==== Extract provided
China was hit last week with what must now be an all-too-familiar set of sanctions from the United States. On August 23, 42 more Chinese and Hong Kong companies were put on the “Entity List” of the United States Bureau of Industry and Security (BIS) for violating regulations that prevent dual-use technologies from reaching Russia as it prosecutes its war against Ukraine.
The Entity List prevents listed entities from selling sensitive U.S. technology to countries, persons, and organizations deemed harmful to the national security and interests of the United States without having met rigorous licensing requirements. Listed entities may not export, reexport, or transfer the designated technological items under consideration without the license.
The Entity List first came into being in 1997. Originally, the list was specifically intended to make public any entities – be they companies, individuals, or organizations – that might be engaging in activities that could assist in the development of weapons of mass destruction. Over time, the scope of the list has broadened, and it now covers entities that are involved in activities that more broadly go against U.S. national security and U.S. foreign policy. In turn, the number of China- and Hong Kong-based companies on the Entity List has skyrocketed – the Biden administration alone has added almost 400 Chinese companies to the list.
In recent years, the Entity List has had the curious effect of demonstrating the ever-increasing degree to which China now uses Hong Kong not only as a base of company registration but also as a platform for exporting goods made on the mainland. Hong Kong is generally perceived as a safer business environment than mainland China. It has its own customs border separate from the mainland, and even where those two borders meet, it is treated as an international border, despite Hong Kong being under Chinese sovereignty.
========
==== Data shown
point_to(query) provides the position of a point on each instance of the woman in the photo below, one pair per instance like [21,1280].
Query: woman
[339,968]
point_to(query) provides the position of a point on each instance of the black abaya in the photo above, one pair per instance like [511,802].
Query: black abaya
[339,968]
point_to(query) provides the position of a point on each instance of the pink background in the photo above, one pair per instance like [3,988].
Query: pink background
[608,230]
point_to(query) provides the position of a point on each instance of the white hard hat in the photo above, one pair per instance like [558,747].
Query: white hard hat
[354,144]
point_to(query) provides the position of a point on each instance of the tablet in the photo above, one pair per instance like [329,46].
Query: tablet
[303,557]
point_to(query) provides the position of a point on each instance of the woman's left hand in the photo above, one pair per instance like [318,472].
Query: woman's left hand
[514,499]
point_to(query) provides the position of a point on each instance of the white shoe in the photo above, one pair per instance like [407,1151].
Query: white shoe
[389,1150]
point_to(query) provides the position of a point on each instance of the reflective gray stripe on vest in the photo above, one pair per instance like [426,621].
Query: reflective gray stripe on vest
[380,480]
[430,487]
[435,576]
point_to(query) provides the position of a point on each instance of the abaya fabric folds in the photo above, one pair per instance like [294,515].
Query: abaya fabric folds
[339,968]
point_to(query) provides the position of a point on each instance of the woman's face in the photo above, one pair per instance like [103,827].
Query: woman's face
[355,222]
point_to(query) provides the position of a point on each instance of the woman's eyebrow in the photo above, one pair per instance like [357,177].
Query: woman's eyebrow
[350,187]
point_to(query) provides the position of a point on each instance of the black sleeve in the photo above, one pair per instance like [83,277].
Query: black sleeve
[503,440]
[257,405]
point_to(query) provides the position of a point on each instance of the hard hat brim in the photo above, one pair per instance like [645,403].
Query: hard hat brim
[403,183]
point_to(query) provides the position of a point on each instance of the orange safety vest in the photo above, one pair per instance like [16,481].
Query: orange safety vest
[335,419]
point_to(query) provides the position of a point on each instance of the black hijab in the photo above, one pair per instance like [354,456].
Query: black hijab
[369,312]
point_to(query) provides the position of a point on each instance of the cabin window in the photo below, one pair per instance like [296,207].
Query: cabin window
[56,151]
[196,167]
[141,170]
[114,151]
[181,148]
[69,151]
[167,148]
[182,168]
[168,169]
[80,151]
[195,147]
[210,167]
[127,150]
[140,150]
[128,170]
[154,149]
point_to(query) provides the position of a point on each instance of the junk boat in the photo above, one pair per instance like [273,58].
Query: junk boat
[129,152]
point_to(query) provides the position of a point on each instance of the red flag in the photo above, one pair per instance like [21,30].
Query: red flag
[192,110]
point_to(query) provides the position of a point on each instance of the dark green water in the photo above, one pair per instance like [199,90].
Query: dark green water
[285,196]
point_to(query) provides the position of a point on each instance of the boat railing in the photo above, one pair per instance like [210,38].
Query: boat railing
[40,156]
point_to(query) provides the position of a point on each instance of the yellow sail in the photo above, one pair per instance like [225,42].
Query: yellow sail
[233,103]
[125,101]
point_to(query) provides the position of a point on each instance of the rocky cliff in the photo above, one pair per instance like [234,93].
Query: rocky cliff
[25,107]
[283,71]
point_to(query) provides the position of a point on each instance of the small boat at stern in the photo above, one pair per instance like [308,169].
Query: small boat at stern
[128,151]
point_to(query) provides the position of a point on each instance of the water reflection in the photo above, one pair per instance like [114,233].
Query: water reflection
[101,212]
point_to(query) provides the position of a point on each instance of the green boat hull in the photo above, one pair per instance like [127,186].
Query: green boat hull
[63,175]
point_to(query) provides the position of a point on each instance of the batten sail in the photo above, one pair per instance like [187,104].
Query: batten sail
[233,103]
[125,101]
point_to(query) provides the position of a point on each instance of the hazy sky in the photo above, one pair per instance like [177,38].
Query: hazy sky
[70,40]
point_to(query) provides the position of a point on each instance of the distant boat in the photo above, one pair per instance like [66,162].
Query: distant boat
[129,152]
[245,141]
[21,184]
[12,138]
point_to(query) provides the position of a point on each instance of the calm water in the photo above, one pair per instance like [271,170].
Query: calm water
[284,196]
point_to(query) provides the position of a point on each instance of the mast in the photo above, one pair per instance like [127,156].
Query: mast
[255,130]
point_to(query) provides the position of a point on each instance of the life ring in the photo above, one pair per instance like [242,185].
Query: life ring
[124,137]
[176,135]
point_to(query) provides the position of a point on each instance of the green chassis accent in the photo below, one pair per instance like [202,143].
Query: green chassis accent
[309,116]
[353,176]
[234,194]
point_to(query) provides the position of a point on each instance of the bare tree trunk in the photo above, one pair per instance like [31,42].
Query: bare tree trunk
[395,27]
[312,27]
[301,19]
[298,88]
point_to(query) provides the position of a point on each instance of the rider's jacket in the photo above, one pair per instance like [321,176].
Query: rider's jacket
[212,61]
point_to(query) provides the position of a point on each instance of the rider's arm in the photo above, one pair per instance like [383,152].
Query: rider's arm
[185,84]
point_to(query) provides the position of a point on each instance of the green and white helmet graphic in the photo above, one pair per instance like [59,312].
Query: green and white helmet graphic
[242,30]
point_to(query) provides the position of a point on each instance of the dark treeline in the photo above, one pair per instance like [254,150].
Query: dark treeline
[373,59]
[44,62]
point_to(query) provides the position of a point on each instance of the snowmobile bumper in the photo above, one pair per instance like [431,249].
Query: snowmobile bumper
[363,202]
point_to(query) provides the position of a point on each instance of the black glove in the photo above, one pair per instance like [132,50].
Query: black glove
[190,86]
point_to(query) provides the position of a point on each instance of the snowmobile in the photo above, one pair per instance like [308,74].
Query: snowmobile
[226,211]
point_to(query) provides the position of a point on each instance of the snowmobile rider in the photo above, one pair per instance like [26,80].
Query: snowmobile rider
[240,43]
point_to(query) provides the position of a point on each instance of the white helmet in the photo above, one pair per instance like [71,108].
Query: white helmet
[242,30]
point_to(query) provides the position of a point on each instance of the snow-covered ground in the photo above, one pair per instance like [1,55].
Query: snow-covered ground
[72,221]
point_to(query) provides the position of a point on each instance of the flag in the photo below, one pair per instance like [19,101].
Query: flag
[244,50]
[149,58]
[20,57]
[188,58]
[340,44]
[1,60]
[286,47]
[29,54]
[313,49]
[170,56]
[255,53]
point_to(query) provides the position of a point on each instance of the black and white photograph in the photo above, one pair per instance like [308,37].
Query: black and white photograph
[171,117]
========
Given request 1: Translate this sentence from the article on the U.S. Entity List into Spanish: "The Entity List first came into being in 1997."
Given request 2: In the article on the U.S. Entity List, what actions are listed entities barred from taking with the designated technological items unless they hold a license? Name them all.
Given request 3: Carry the article on the U.S. Entity List forward with the paragraph that follows its final sentence.

Answer 1: La Lista de Entidades surgió por primera vez en 1997.

Answer 2:
- Export
- Reexport
- Transfer

Answer 3:
For those who know Hong Kong, many of the addresses and districts of these sanctioned companies are familiar, and feel benign. As one of the most densely populated cities in the world, Hong Kong business, commercial, residential, and government facilities sit on top of one another, exuding a feeling much like Manhattan.
Take the case of Midas Lighting Company in Hong Kong. Its offices and a warehouse are in Kowloon, across Victoria Bay from Hong Kong Island. A 500 meter walk away sits the largest taxpayer in Hong Kong, the prestigious Hong Kong Jockey Club, a bastion of former British colonialism if ever there was one. Its fame, though, rests on its philanthropy, both in Hong Kong and abroad; its Charities Trust is one of the world’s ten top charity donors. Yet just down the street, Midas Lighting is purportedly engaged in the sale or transfer of key U.S. technology which may be being used by the Russian Army in its invasion of Ukraine.
Although the odds of two such vastly different entities sharing a neighborhood might seem low, in fact many of the companies on the Entities List are small businesses with just a few employees. This makes them vulnerable to unintentionally transferring technology to bad actors. Several of the new batch of companies are distributors, not manufacturers themselves. Many sell online.
The BIS, however, does not necessarily take this into account. The most pervasive aspect of the Entity List lies in its jurisdictional scope. The designated entity may have only unintentionally sold or transferred a product in a way that jeopardizes U.S. security and interests, but nonetheless still ends up on the list. In other words, the BIS’s determination is not concerned with intent nearly as much as it is with practice. This approach puts the burden on a company such as Midas Lighting to ensure that nothing leaving its warehouses in Hong Kong or mainland China ends up supporting the Russian war effort. The entire supply chain is therefore vulnerable.
The efforts to which BIS and other enforcement agencies go to protect U.S. technology from being used by adversaries against the United States’ overall interests raises a number of other issues, as well.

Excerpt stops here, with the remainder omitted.